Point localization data

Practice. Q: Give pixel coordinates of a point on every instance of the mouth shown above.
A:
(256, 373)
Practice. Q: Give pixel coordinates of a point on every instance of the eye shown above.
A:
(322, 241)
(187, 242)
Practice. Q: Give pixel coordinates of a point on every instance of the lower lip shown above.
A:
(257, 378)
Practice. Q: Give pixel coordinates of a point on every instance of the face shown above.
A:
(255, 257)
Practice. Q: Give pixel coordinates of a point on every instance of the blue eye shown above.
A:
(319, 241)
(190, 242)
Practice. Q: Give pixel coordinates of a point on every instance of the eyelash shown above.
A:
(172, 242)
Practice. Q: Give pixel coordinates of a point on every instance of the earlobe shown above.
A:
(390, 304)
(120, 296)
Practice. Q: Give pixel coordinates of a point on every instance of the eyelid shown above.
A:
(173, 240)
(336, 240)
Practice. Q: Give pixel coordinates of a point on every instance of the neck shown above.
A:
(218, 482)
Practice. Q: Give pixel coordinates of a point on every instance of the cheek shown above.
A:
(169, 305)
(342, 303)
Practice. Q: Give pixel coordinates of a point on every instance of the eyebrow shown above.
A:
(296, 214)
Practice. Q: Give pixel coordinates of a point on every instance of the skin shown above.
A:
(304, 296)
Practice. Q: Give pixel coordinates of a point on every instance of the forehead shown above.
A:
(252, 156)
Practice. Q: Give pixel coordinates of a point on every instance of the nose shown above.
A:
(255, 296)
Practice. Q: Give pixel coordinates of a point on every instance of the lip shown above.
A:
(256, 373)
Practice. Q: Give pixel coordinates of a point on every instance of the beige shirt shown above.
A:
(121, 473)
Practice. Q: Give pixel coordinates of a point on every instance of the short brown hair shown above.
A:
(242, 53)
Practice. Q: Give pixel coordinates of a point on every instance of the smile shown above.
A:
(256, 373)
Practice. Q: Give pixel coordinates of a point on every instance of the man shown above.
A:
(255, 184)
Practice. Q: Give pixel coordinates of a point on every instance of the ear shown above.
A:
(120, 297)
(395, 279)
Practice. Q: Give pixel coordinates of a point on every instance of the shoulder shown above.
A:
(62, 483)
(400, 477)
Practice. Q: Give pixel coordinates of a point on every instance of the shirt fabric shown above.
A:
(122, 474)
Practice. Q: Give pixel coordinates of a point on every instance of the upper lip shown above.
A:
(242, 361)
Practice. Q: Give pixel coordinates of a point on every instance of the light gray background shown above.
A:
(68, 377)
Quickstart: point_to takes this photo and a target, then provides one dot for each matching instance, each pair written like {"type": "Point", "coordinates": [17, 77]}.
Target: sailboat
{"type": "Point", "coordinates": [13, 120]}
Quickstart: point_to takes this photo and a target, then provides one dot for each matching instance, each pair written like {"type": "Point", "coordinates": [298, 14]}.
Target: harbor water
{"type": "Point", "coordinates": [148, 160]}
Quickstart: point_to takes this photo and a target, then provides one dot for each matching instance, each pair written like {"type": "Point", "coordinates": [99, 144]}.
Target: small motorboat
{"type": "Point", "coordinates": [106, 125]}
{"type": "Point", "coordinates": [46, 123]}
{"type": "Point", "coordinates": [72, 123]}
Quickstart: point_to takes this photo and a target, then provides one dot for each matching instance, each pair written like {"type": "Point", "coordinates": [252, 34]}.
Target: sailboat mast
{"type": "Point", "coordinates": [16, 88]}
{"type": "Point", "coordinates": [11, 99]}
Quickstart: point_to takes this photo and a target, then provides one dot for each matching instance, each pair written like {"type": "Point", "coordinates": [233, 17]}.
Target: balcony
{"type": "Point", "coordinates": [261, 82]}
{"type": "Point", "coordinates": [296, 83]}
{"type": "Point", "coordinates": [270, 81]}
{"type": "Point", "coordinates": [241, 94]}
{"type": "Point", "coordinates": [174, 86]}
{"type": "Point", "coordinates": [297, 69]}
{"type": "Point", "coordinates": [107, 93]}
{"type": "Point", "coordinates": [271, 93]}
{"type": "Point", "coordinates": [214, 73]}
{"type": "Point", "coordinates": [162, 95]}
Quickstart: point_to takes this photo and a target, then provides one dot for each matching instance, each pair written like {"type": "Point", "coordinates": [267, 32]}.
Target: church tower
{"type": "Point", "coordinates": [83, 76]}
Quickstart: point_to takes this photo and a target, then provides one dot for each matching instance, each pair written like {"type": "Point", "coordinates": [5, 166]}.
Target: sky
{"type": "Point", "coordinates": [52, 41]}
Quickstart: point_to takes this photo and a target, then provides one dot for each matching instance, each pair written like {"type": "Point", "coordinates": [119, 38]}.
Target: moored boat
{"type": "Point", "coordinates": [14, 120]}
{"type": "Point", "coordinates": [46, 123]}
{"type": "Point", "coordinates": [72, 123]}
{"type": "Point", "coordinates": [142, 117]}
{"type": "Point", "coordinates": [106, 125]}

### EXERCISE GOAL
Tally up the lines in the records containing the word "matching", then give the count and nothing else.

### OUTPUT OF THE TASK
8